* _Set exercise_:
Pick out every line in the material below that contains the word "wooden", and copy each of those lines.

------ Extracted entries ------

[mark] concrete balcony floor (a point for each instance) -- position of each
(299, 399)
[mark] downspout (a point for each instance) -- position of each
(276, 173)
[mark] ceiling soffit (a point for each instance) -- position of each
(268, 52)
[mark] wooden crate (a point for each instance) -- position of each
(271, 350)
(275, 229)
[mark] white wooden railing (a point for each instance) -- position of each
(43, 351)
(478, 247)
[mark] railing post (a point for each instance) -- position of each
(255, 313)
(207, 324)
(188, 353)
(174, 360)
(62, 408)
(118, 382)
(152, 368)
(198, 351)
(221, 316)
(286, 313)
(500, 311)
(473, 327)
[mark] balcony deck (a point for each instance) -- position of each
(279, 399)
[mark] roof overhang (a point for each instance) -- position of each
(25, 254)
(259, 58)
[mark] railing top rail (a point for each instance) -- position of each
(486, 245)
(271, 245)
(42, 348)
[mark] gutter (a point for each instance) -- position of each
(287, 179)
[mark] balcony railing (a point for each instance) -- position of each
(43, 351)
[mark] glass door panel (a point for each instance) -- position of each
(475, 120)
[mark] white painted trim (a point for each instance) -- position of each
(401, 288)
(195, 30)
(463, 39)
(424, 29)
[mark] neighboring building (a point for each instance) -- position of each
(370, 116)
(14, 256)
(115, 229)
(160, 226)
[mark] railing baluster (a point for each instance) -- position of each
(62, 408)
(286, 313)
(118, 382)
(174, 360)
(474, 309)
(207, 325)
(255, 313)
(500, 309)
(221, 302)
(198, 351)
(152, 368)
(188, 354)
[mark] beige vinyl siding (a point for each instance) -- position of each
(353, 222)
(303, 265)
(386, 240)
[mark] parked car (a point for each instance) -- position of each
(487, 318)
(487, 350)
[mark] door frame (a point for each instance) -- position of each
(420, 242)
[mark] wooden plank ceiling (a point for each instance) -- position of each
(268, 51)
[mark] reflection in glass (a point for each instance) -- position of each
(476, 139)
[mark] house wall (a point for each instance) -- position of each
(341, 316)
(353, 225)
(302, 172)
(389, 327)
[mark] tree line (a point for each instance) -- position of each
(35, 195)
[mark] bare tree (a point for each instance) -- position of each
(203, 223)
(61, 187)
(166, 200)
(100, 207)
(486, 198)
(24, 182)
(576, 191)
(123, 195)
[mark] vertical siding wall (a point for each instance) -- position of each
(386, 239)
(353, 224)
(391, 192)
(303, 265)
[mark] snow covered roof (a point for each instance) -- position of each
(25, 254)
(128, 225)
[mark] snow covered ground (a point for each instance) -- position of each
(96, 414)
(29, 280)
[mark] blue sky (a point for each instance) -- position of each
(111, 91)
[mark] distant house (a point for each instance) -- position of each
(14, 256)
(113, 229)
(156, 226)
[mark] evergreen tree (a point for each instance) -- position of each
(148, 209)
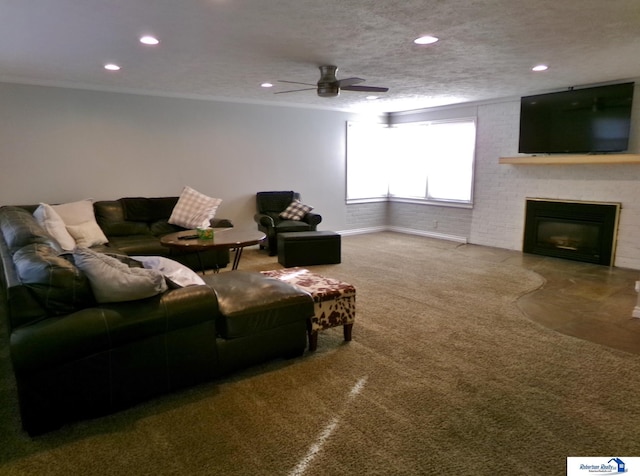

------

* _Written response_:
[mark] wooden crate (a point for each instance) -- position of each
[mark] white wooden railing (a point for each instance) -- position of each
[mark] wooden plank ceiling (a point for each instance) -- position of each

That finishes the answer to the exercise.